### Work instruction
If a record holds a picture, leave the picture out; return everything else exactly.

===

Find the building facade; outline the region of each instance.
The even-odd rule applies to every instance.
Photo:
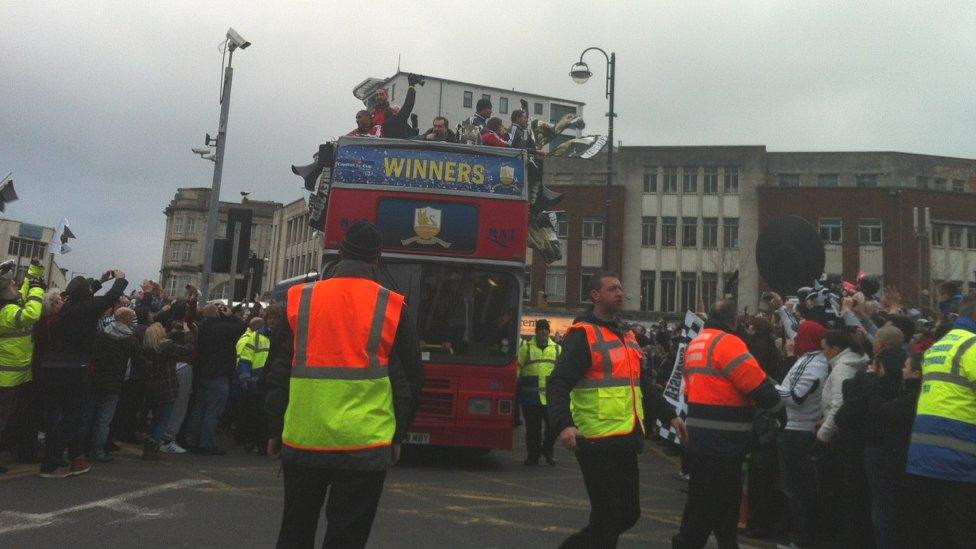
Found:
[[[166,215],[166,232],[163,242],[163,257],[159,269],[159,282],[170,295],[182,295],[187,284],[200,286],[203,272],[203,254],[206,248],[207,210],[210,207],[209,188],[180,188],[163,213]],[[219,225],[216,238],[227,234],[227,211],[230,208],[246,208],[252,211],[250,252],[258,258],[270,258],[272,226],[275,212],[281,208],[278,202],[250,200],[244,197],[239,204],[220,202],[218,206]],[[252,291],[264,292],[273,282],[269,282],[269,261],[264,262],[261,288]],[[247,273],[239,273],[245,277]],[[230,296],[230,274],[212,275],[213,299],[226,299]]]
[[[274,213],[269,260],[270,284],[318,271],[322,262],[322,233],[308,225],[308,204],[300,198]]]
[[[58,265],[51,253],[53,238],[52,227],[0,219],[0,249],[7,250],[3,261],[14,261],[17,269],[14,280],[22,280],[27,274],[31,259],[37,259],[44,265],[48,287],[63,290],[68,285],[65,269]]]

===

### Answer box
Find the building facade; outline the region of each instance.
The even-odd rule applies to every instance.
Photo:
Found:
[[[166,215],[166,232],[163,242],[163,257],[159,269],[159,282],[170,295],[182,295],[187,284],[200,286],[203,272],[203,254],[206,248],[207,210],[210,207],[209,188],[180,188],[163,213]],[[219,225],[216,238],[227,234],[227,211],[230,208],[246,208],[252,211],[250,252],[258,258],[270,258],[272,226],[275,212],[281,208],[278,202],[250,200],[244,197],[239,204],[220,202],[218,206]],[[252,291],[264,292],[273,282],[269,282],[269,261],[264,262],[261,288]],[[247,273],[239,273],[245,277]],[[230,296],[230,274],[212,275],[213,299],[226,299]]]
[[[274,213],[269,260],[270,284],[318,271],[322,262],[322,233],[308,225],[308,204],[300,198]]]
[[[58,265],[51,253],[53,238],[52,227],[0,219],[0,249],[7,250],[3,261],[14,261],[17,269],[14,280],[22,280],[27,274],[31,259],[37,259],[44,265],[48,287],[63,290],[68,285],[65,269]]]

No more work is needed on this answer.